» Text excerpt:
►

Opportunities available to CUNY students are shrinking as their family incomes stagnate or fall, as CUNY is being defunded, and as the economy mostly produces jobs that don’t require a college degree or pay a living wage. Graduates of the elite private colleges will have the advantage in the competition for the more rewarding jobs, deepening already deep racial inequality. CUNY students are being sacrificed on the altar of a failed economy, and faculty and staff are collateral damage in the process of disinvestment.

Capital’s reduced need for college-educated labor and therefore its decreased interest in funding public universities is in sharp contradiction with the desire of working-class students for a better future and access to learning that can help in understanding and changing their world. That’s why one of the most popular chants for CUNY students and faculty has been “Education is a right, Fight, Fight, Fight!”

Changing the balance of forces

The struggle of PSC and DC 37 members over salaries, benefits and working conditions, and the related struggle of students over tuition levels and learning conditions, have shown that the balance of forces favors the Governor, his political allies and the big business class behind them. What can be done to improve the balance of forces?

◄

» Short problem A:
In the excerpt on CUNY above, which chant is named as one of the most popular among CUNY students and faculty?
» Short problem B:
Reproduce the excerpt on CUNY between "The struggle of" and "balance of forces?", inclusive.

» Recorded data:
►

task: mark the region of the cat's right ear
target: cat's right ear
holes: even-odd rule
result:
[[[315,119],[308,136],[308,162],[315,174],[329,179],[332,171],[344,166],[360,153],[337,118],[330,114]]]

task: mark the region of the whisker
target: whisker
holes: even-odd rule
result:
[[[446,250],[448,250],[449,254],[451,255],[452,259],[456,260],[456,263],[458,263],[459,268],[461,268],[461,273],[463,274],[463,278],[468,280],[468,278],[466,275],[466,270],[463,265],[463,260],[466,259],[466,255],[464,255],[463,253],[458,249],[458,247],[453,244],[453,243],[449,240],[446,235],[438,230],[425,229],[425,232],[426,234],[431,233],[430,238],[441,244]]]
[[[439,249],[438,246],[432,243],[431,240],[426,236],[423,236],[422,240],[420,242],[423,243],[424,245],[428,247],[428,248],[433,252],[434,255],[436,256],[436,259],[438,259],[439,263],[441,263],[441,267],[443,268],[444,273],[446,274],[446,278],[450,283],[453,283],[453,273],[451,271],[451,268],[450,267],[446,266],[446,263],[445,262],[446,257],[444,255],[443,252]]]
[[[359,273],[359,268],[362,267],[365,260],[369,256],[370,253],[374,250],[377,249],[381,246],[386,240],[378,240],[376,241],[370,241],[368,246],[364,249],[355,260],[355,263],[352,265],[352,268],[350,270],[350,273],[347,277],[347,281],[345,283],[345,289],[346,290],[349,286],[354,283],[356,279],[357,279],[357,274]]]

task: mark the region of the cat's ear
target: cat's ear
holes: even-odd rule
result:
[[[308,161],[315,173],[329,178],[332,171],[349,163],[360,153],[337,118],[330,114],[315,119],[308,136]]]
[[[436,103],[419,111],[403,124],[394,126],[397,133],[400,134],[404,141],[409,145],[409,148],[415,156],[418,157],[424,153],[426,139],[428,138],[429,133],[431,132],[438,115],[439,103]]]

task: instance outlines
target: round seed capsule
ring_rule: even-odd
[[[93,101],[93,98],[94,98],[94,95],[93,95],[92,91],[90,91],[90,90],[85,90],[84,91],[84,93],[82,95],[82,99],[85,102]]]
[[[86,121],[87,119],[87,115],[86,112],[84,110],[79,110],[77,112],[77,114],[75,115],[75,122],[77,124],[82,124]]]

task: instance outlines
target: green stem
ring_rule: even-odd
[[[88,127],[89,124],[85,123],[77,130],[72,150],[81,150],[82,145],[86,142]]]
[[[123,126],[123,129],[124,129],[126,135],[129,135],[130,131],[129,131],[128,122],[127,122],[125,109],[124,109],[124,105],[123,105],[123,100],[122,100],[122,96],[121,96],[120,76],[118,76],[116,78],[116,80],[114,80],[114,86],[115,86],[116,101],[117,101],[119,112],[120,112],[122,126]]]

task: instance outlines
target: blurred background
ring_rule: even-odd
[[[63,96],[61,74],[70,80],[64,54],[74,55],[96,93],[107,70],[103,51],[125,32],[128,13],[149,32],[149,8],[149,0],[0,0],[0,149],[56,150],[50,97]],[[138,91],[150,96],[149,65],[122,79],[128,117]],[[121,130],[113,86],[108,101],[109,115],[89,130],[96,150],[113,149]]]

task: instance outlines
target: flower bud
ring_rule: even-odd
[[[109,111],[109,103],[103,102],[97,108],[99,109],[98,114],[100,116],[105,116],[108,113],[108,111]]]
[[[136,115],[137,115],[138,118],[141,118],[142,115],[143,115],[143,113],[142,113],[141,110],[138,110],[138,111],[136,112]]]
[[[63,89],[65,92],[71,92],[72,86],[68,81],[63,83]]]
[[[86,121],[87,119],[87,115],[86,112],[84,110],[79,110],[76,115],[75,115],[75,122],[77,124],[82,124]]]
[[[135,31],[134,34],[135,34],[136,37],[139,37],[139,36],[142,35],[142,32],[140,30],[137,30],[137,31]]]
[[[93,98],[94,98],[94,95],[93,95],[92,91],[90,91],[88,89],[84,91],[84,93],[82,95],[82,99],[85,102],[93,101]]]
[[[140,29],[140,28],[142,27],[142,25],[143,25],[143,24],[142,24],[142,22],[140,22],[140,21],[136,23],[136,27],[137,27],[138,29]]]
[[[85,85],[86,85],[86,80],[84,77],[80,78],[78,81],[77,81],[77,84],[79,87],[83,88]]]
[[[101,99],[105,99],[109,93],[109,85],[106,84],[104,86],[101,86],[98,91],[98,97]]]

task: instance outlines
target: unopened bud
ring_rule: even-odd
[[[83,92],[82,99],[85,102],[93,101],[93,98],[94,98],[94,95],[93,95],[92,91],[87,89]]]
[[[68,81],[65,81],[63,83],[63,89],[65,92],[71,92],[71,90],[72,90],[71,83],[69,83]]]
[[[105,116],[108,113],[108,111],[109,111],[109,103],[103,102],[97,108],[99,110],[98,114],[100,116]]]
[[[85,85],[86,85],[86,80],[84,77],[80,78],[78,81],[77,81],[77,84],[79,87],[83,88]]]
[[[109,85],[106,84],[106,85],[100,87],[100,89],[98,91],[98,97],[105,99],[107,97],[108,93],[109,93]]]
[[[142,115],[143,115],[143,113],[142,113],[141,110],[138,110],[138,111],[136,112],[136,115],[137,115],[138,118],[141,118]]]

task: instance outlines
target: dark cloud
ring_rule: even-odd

◄

» Exercise output A:
"Education is a right, Fight, Fight, Fight!"

» Exercise output B:
The struggle of PSC and DC 37 members over salaries, benefits and working conditions, and the related struggle of students over tuition levels and learning conditions, have shown that the balance of forces favors the Governor, his political allies and the big business class behind them. What can be done to improve the balance of forces?